- TASK GOAL
Pull out of the data below the stretch of lines bounded by the one containing "Each point like <point>106,253</point>." and the one containing "Each point like <point>384,115</point>.", both bounds included, unchanged.

# # # #

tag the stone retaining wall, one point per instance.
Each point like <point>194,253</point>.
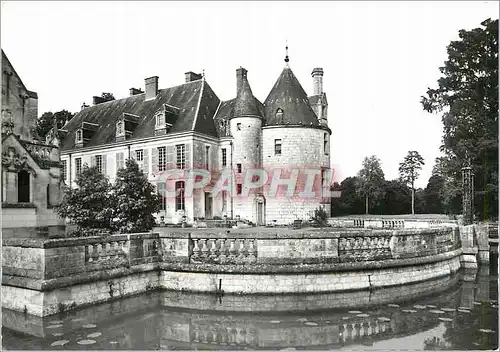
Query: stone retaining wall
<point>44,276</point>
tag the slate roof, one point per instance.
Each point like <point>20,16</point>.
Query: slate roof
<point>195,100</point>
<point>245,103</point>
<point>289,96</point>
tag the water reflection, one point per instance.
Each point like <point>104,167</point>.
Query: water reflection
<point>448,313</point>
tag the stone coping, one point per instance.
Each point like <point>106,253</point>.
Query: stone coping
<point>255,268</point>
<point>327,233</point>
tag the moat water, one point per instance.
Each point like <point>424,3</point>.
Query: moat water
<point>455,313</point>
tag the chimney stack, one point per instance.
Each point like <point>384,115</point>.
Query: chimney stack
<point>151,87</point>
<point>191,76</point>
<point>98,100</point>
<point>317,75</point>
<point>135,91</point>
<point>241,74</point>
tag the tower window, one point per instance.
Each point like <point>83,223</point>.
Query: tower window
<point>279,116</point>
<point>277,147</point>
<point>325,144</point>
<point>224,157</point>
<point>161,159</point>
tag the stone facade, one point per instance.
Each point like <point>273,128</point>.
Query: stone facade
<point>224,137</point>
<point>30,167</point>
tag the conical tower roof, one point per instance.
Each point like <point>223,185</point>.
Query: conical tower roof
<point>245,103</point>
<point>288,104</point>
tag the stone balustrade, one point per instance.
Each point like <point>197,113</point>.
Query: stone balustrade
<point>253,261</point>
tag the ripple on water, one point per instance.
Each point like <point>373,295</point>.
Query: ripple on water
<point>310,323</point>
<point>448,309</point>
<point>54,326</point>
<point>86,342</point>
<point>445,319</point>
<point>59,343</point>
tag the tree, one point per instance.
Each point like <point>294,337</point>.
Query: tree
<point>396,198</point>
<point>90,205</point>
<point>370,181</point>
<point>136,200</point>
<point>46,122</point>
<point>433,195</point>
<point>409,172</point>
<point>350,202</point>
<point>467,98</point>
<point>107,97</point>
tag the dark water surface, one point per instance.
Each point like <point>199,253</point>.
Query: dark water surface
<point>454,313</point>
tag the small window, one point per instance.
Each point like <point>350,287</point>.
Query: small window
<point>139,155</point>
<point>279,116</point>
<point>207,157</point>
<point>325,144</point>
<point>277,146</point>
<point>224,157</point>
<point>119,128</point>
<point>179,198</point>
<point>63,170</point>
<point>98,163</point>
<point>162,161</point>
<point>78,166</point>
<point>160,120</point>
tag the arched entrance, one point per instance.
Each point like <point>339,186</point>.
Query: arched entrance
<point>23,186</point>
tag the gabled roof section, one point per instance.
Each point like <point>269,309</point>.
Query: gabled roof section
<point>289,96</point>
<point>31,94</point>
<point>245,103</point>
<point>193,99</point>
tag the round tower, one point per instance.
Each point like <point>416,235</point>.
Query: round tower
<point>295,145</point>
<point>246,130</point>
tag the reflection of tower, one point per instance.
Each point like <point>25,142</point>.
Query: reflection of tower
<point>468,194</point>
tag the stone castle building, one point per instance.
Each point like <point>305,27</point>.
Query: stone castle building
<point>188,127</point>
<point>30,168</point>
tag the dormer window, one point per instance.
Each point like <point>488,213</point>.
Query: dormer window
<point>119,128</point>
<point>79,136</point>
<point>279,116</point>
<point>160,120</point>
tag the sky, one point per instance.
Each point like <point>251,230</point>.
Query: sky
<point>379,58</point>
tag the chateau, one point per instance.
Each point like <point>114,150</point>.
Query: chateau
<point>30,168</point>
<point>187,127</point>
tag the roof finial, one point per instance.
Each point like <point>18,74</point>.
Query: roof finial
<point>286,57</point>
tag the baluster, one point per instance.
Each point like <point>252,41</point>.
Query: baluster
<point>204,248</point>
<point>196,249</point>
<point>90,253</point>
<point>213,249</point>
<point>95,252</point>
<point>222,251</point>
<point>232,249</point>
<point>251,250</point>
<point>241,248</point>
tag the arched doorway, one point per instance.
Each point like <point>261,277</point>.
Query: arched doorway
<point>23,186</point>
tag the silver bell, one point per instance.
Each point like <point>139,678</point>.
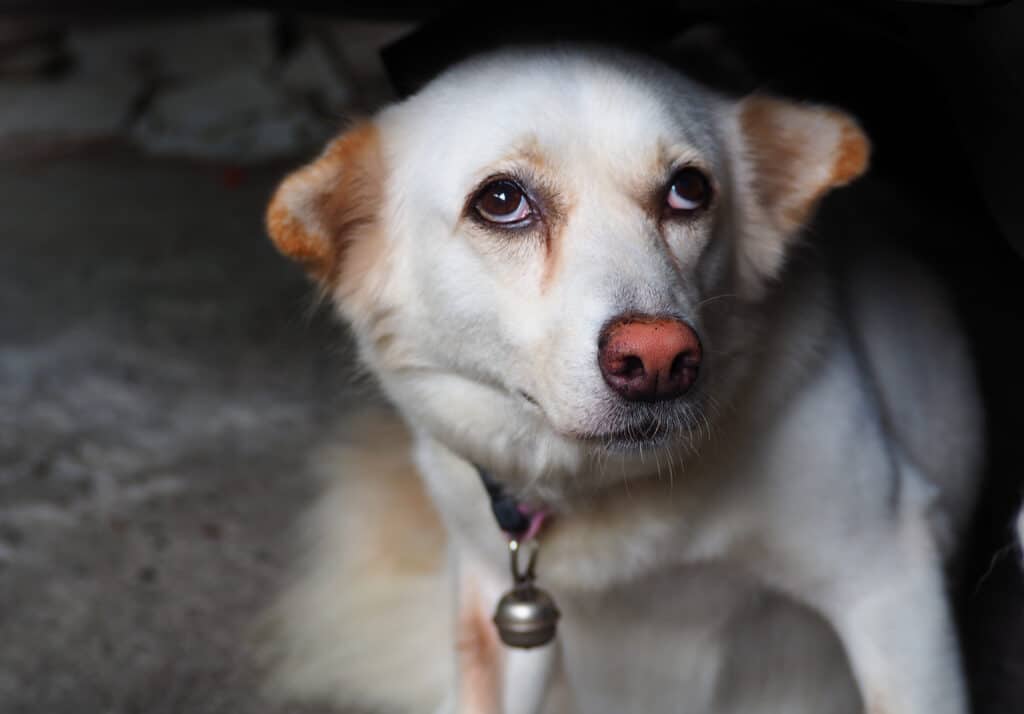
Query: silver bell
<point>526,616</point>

# # # #

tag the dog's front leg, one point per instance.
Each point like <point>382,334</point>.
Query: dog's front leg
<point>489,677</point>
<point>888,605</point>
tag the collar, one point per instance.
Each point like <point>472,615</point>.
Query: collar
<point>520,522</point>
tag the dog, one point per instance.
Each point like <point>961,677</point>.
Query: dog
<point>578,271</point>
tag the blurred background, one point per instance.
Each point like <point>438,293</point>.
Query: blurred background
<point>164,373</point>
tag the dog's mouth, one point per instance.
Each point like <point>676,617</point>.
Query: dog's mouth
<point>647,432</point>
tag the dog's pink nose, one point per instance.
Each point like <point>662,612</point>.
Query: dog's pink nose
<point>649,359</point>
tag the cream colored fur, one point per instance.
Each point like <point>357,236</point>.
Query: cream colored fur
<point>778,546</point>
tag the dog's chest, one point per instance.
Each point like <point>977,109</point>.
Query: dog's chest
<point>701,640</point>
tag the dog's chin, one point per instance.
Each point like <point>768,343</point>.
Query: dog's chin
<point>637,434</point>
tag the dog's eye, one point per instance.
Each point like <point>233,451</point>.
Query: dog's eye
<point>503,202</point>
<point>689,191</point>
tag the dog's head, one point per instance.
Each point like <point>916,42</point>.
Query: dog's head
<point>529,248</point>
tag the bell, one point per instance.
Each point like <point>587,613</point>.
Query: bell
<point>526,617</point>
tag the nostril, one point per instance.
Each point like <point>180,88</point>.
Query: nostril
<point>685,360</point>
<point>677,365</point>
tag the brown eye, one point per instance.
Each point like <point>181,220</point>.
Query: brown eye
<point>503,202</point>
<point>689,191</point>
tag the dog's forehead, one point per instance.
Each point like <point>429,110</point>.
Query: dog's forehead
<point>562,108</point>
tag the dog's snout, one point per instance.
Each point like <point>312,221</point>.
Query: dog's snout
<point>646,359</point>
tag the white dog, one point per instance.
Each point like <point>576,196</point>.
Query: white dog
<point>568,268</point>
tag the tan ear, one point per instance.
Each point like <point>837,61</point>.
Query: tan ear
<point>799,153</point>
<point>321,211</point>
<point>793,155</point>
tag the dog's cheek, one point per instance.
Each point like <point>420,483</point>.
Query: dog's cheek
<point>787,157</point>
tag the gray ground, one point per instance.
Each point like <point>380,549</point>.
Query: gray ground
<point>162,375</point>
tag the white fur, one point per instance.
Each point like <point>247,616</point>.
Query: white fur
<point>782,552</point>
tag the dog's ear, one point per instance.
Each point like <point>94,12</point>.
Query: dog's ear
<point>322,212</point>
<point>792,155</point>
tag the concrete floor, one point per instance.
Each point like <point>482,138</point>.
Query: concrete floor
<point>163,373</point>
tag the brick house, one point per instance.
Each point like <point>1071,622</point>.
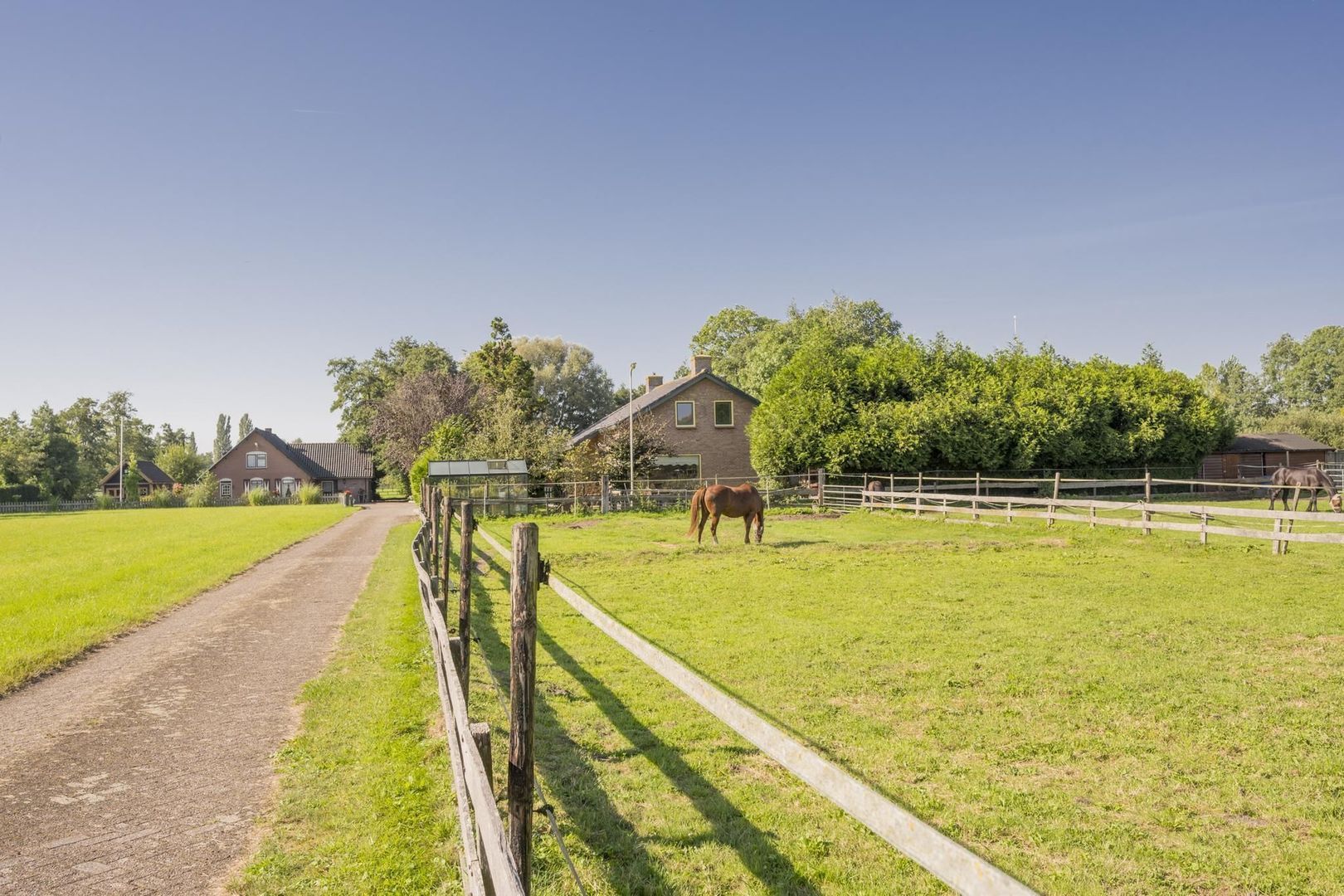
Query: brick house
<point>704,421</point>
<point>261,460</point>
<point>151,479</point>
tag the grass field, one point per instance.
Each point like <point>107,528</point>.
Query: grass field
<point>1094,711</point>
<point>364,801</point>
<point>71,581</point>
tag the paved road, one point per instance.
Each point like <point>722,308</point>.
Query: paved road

# # # #

- TASK RESULT
Each point like <point>106,253</point>.
Query: stone coping
<point>255,268</point>
<point>327,233</point>
tag the moat water, one point per instance.
Each point like <point>424,3</point>.
Query: moat water
<point>455,313</point>
tag the chimney stack, one point per instance.
Each point like <point>384,115</point>.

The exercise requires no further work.